** Data supplied **
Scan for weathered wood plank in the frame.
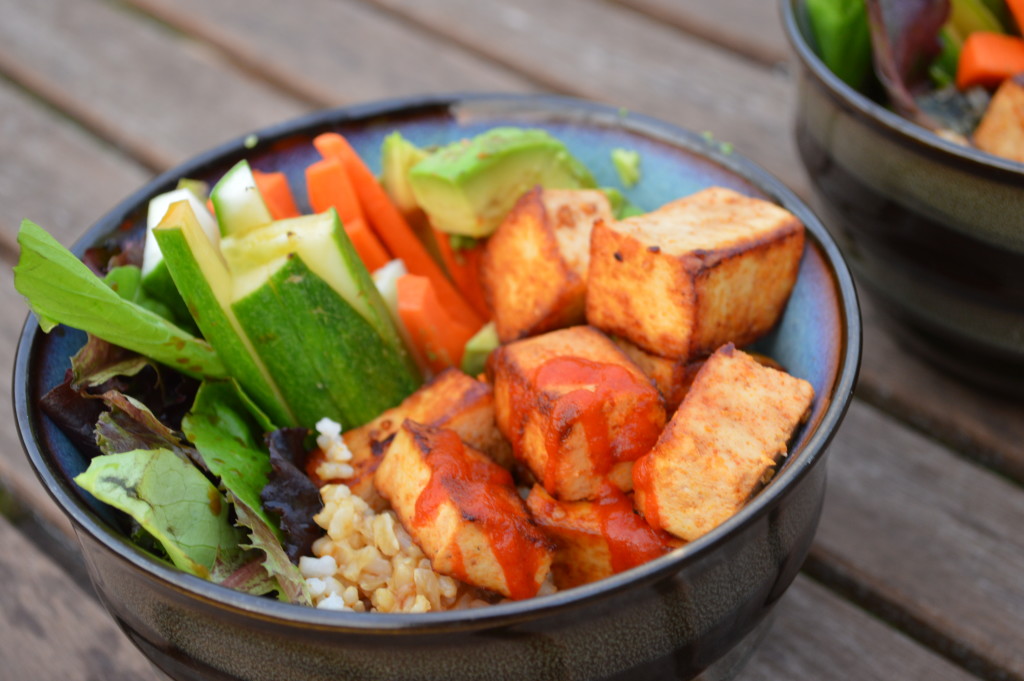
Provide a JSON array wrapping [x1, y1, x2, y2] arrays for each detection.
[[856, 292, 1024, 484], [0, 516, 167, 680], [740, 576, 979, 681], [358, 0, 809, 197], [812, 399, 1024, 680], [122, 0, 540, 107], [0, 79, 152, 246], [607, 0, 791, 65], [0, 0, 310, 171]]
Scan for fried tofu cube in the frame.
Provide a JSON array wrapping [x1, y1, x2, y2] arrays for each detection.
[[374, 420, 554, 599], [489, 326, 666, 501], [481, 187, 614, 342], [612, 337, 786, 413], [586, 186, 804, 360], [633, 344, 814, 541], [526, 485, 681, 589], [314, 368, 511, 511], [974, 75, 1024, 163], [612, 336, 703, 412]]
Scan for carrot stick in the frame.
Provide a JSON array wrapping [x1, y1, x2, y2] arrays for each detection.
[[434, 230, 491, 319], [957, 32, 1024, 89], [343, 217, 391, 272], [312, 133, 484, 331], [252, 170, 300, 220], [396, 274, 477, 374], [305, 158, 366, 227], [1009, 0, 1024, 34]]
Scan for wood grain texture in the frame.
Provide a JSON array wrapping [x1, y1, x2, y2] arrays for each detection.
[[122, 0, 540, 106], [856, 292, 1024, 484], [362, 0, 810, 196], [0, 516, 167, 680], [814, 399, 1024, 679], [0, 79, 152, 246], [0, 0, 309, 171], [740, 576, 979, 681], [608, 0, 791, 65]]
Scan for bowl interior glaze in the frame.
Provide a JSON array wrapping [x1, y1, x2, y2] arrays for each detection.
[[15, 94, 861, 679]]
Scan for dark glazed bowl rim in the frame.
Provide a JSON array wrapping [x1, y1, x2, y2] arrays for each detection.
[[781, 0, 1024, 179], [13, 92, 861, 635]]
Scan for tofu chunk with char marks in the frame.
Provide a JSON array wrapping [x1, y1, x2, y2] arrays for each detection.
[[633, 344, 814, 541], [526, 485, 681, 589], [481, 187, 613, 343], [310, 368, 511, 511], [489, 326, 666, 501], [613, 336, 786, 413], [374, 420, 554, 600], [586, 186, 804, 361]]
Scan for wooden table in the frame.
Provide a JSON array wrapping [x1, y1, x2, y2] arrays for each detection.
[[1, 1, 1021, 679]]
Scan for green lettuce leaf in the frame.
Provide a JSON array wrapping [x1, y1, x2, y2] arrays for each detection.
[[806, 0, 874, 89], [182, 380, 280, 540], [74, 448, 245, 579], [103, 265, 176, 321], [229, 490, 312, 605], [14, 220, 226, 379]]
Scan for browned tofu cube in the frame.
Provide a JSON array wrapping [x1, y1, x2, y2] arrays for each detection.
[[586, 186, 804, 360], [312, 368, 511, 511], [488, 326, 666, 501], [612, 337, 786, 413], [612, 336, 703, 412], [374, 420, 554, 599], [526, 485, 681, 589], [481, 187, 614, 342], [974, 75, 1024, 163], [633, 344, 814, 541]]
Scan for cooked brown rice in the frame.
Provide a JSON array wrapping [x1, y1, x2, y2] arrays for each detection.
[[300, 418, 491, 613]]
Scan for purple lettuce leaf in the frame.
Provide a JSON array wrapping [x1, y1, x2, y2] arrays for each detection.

** Task directions **
Print the records above verbatim, minus any pictures.

** Reply to the task **
Scan for weathered wood plank in the frame.
Provide a JSON array wrapping [x1, y1, x2, y2] arrays for each detection.
[[856, 292, 1024, 484], [0, 516, 167, 680], [740, 576, 979, 681], [358, 0, 809, 197], [812, 399, 1024, 680], [122, 0, 540, 107], [0, 79, 152, 246], [607, 0, 791, 65], [0, 0, 310, 171]]
Scan for fried tofu cube in the frame.
Provide a JSON array wrapping [x1, y1, x2, y2] arrays for each detection.
[[374, 420, 554, 599], [489, 326, 666, 501], [481, 187, 614, 342], [612, 337, 786, 413], [586, 186, 804, 360], [633, 344, 814, 541], [526, 485, 681, 589], [314, 368, 511, 511], [974, 75, 1024, 163], [612, 336, 703, 412]]
Scan for carrot stick in the frame.
Provide a JSON array wrapping [x1, y1, x2, y2] arrays for each detection.
[[434, 230, 491, 319], [957, 32, 1024, 89], [343, 217, 391, 272], [312, 133, 484, 331], [252, 170, 300, 220], [396, 274, 477, 374], [305, 158, 366, 227], [1009, 0, 1024, 34]]
Scan for wood grain texture in the frame.
Provide a JSON array wrapping [x1, y1, x2, y2] arrays for each detection.
[[122, 0, 540, 106], [856, 292, 1024, 484], [362, 0, 810, 196], [0, 516, 167, 680], [814, 399, 1024, 679], [0, 79, 152, 246], [0, 0, 309, 171], [740, 576, 979, 681], [608, 0, 791, 65]]
Scan for bowl interior glaze in the frame.
Provide a JSON array wrapping [x1, y1, x2, y2] arrays for each detection.
[[15, 94, 861, 679]]
Scan for dark glazed bowl rim in the frame.
Provide a JSON array wrapping [x1, y1, x2, y2] arrays for each detection.
[[781, 0, 1024, 179], [13, 92, 861, 635]]
Scan for tofu chunk with char marks in the frame.
Provide a JSON array wrapping [x1, y1, x2, y2] arrays for each detection.
[[633, 344, 814, 541], [526, 485, 681, 589], [481, 187, 613, 343], [310, 368, 511, 511], [489, 326, 666, 501], [613, 336, 786, 413], [374, 420, 554, 600], [586, 186, 804, 361]]
Scan for wooden table in the frame.
Provide a JSON array wrapping [x1, y1, x2, y2] arrays for each detection.
[[1, 1, 1021, 679]]
Scan for green lettuce leaf in the frame.
Provide a JSON array wrapping [x1, y1, x2, y2] arrays for each detection.
[[806, 0, 874, 89], [182, 380, 280, 540], [74, 448, 245, 579], [103, 265, 176, 321], [229, 490, 312, 605], [14, 220, 226, 379]]
Scan for browned tofu cube in the frame.
Provide a JSON array wrapping [x1, y1, x2, y2] arrays for each detection.
[[586, 186, 804, 360], [312, 368, 511, 511], [488, 326, 666, 501], [612, 337, 786, 413], [612, 336, 703, 412], [374, 420, 554, 599], [526, 485, 681, 589], [481, 187, 614, 342], [974, 75, 1024, 163], [633, 344, 814, 541]]
Scan for cooked brown rice in the frame.
Provide a JSON array wrapping [x1, y1, x2, y2] arrays for each detection.
[[300, 418, 491, 613]]
Scan for purple lettuce leaf in the frame.
Provide a JSON array wrapping [x1, y1, x2, y2] arrays for each detection.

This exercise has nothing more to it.